Challenge a:
Count the lines in the records that contain the string "asked", treating uppercase and lowercase as distinct. Give only the number.
##### Excerpted passage
According to his personal website: “A man’s home is his castle, however in the case of Rich Evans, his castle is his home. Evans and wife Patricia have created a magnificent medieval motif for their 13,000 square foot Huntington Beach Bodyworks, a custom auto shop, located just south of Los Angeles, California.
Imagine a Chevy pick-up turned into a Hummer limousine. Envisage a wheelchair-friendly DeLorean-type PT Cruiser. Tattoos on cars. A unique red, white and blue patriotic painted semi. This is just a sampling of the creativity bursting forth from Rich Evans’ shop.
Evans comes by his involvement in cars honestly. His father was a mechanic at Midas Muffler in 1965 in Pasadena. In 1988, he purchased his own shop in Auburn and now owns a shop in Sacramento. Evans grew up in that shop fabricating brakes, doing mechanical work and building hotrods with his dad.
When Evans was 13, his dad purchased a ’69 Chevy Nova on which Evans could develop his body work skills, and by age 15, he attempted to rebuild his first car. A buddy of Evans’ dad, Dave Popkins, owned a body shop in Sacramento where they worked on the project. Popkins did the hard stuff, letting Evans handle what he could. Observing Evans’s talent for creative body work, Popkins recommended he consider making a career of working with cars.
Evans and his dad always had a project car. Even though no project was ever really finished in their opinion, a “completed” car would be sold off and a new project begun. Evans learned good, solid values from his father. He was told, “If you are going to do something, be the best you can be at it. If you don’t have anything to do, act like you are working.”
“Looking busy” turned out not to be a problem for Evans. He was always finishing projects as fast as they were put in front of him and searching for more.
##########
##### Material for this task
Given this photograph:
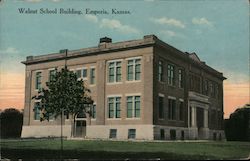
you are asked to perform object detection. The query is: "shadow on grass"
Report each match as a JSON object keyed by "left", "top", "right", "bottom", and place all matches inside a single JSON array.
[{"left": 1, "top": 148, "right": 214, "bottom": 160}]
##########
##### Material for this task
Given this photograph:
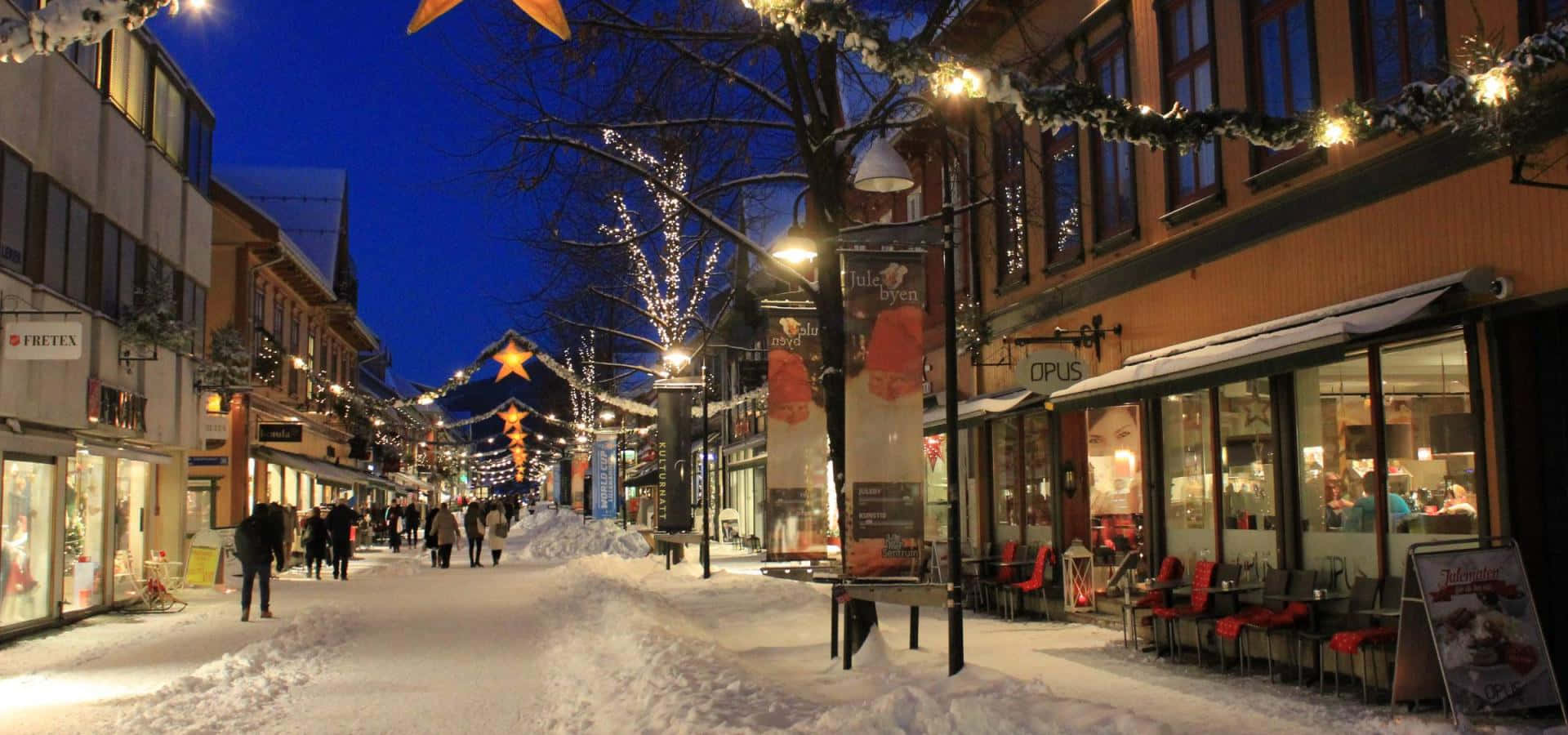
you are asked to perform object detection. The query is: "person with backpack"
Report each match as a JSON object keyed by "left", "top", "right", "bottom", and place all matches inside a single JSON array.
##########
Challenge b:
In the article about Rich Evans, why did Dave Popkins suggest that Evans make a career of working with cars? Answer in one to three sentences.

Reply a:
2

Reply b:
Popkins observed Evans's talent for creative body work while they rebuilt Evans's first car at Popkins's body shop in Sacramento. That talent led him to recommend that Evans consider a career working with cars.